• **PROBLEMS AND TASKS**
A – From the ABLE account excerpt, list every type of debt it names as subject to compound interest.
B – Write the next part of the ABLE account excerpt, starting after its final heading about not having a solid retirement plan.

You or your family is struggling to make ends meet.

 

Many families think they’re living paycheck to paycheck because they find themselves with little to no money at the end of each pay period. It’s important, though, to understand whether you’re really living paycheck to paycheck, or whether you simply have not developed good financial habits. A budget is a tool that can help you to decide which camp you fall under and what you need to do to solve the problem.

 

If you’re truly struggling, a budget can help you to understand exactly how much you need to cut to make ends meet, or how much additional income you need to earn.  On the other hand, your budget  may show that you actually have more disposable income than you thought. This may inspire you to use that extra money more effectively. If your budget shows that you’re truly struggling to make ends meet, then it may not be the right time to open an ABLE account.

 

You or your family is paying on one or more high interest loans.

 

The concept of compound interest doesn’t just apply to investments. It also applies to most types of debt including credit card payments, installment loans, student loans, car loans, and mortgages. Rather than earning you money, however, compound interest on debts, if not managed wisely, will cost you money. If you have debts like these, it may not be the right time to open an ABLE account. Instead, you may want to consider using your extra income to pay these debts off more quickly. This may save you more compound interest than you’d end up earning from your ABLE account.

 

You do not have a solid retirement plan.

• **MATERIAL SUPPLIED**
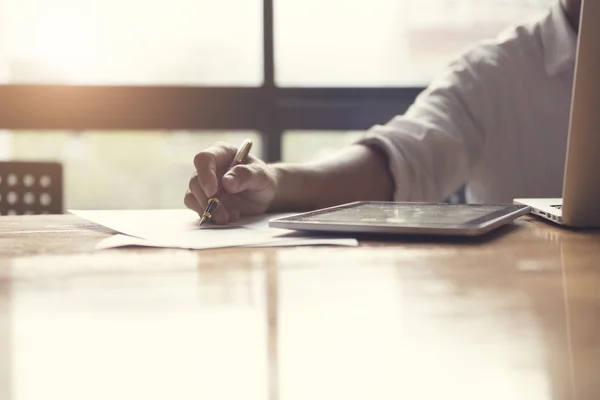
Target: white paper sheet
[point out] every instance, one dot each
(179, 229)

* * *

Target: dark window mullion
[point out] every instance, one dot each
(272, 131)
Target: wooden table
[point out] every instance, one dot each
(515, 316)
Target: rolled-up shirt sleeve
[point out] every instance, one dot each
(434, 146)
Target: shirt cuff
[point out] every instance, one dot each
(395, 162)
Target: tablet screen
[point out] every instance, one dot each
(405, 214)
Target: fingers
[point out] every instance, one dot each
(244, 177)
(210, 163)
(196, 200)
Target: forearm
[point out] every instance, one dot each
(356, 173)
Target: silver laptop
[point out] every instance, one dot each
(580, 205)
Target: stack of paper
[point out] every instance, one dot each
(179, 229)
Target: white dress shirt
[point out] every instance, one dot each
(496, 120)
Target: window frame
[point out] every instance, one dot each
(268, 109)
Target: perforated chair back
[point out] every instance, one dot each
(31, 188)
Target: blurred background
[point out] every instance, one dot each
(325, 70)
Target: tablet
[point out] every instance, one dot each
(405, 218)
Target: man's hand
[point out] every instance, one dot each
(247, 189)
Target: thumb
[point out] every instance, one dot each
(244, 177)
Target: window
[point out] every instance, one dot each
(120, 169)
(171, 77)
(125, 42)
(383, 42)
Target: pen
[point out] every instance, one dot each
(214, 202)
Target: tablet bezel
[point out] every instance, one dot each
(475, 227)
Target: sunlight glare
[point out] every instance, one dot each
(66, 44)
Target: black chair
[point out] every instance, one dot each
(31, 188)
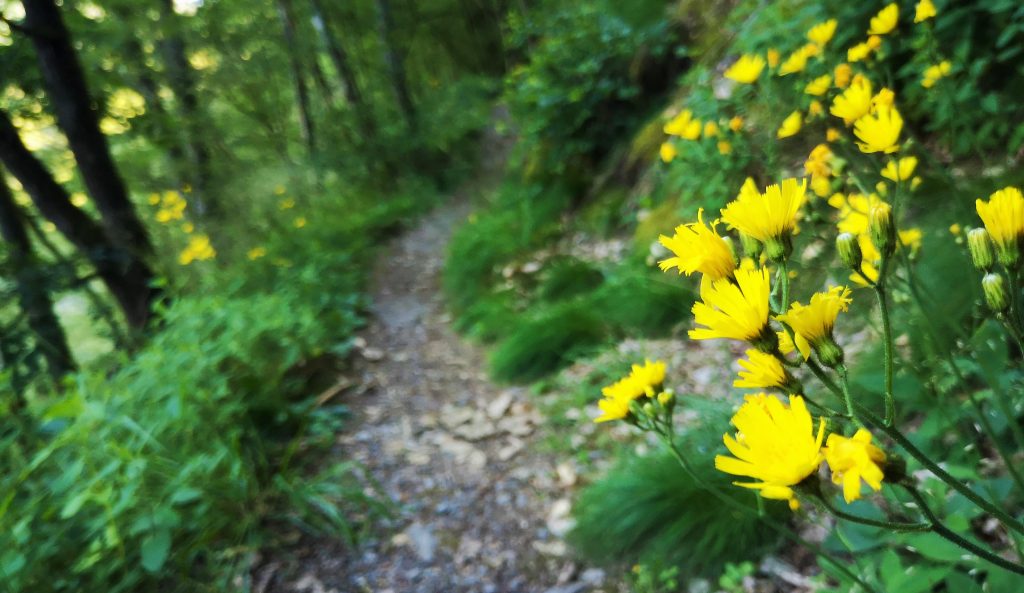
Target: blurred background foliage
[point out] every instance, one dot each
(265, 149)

• **ANSWERS TO THIS EXERCISE**
A – credit card payments, installment loans, student loans, car loans, mortgages

B –
Thanks to modern medicine, many of us are living longer than ever before. Unfortunately, however, this doesn’t always mean we’re able to work longer than ever before. As we age, our health and earning potential can deteriorate, forcing us to retire. Even if this doesn’t happen, many of us are forced to reduce our work hours, or stop work entirely, to take care of aging parents or relatives. It’s critical, therefore, to have a solid retirement plan for yourself before starting to set aside money for your children whether or not they’re blind or disabled. A solid retirement plan is the best way to ensure that you’re not forced to depend on your adult children to help you financially during your retirement; something that could cost them a great deal more than paying off their own debts.

 

When should I open an ABLE account for my child?

 

If you’ve created a budget and a solid retirement plan, and your budget still shows that you have extra income left over, then it might be the right time to open an ABLE account for your child. If you’re able too, opening an ABLE account as soon as your child’s blindness or disability is diagnosed will earn her the most compound interest possible before she may need to begin spending the money in the account.

 

The following table shows you how much your child will have if you contribute a small amount each month until she turns 26 and her ABLE account earns a reasonable interest rate:

 

Amount/Month 4% 6% 8% 12%
$25 $13,682 $18,701 $26,660 $53,245
$50 $27,364 $37,403 $52,120 $106,409
$100 $54,729 $74,807 $104,241 $212,981

 

When should I open an ABLE account for myself?

 

If you became blind or disabled before you turned 26, then you’re eligible to open an ABLE account. If you’ve created a budget for yourself and it shows that you have extra money available to save, then it might be the right time to open an ABLE account. Opening one as early as you can gives it the longest possible time to grow before you need it. It can be tempting to procrastinate, especially when we’re young and just starting to earn our own money. Compound interest, however, lets us turn a small contribution into a large nest egg later in life. Delaying for too long makes it significantly harder to save the same size nest egg. If you’re able to, consider opening an ABLE account now. You may thank yourself for it later.

 

Where can I learn more?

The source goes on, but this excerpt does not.